常に新しいコーヒーカスが必要なので、コーヒーを飲んだら天日干しという習慣化が必要。なかなかハードルは高めです。
効果 :◯
手間 :◎
コスト:◎
逆性石けんは「石けん」という名前ですが石けんではなく殺菌剤です。
医療や介護の現場ではとてもポピュラーなもので、ドラッグストアでも入手可能な商品です。
逆生石けんは、菌を付きにくくする抗菌ではなく、菌を死滅させる殺菌効果があるのでニオイ全般に効果が高いのです。
その逆生石けんを水で20倍に薄めて、全体に軽く湿る程度に靴の中敷にスプレーします。
【結果】
スプレーした瞬間から、ほとんどニオイは気にならなくなりました。
乾くとニオイ戻りがあり、うっすら靴のニオイを感じましたが気になるほどではありません。
逆生石けんは1本(500ml)500円ほどで、ドラックストアであれば比較的どこでも販売されているため 手に入れやすくコスパも高いでしょう。
洗濯にも掃除にも使えるので、持っておくと重宝する1本といえます。
【デメリット】
靴によっては色落ちの心配があります。

────────────────────────────────────────

**設問**
本文の逆性石けんについて、次の問いに答えよ。
1. 靴の中敷にスプレーする前に、逆性石けんを何で何倍に薄めるか。
2. 逆性石けん1本の容量と値段はどれくらいか。
3. デメリットとして挙げられていることは何か。

**提供データ**
────────────────────────────────────────

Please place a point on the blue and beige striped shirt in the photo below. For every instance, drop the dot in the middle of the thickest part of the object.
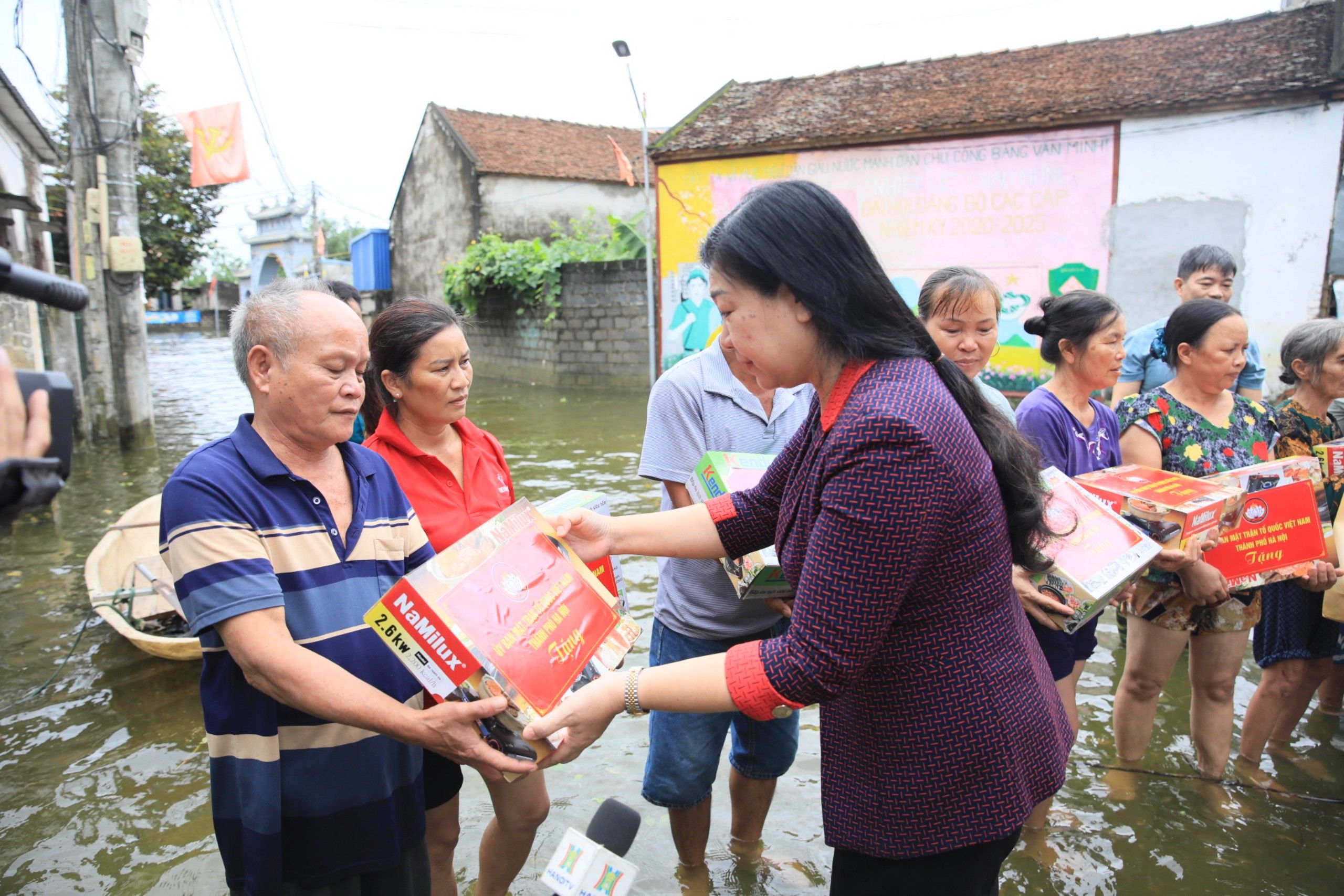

────────────────────────────────────────

**解答**
1. 水で20倍に薄める。
2. 1本500mlで、500円ほどである。
3. 靴によっては色落ちの心配があることである。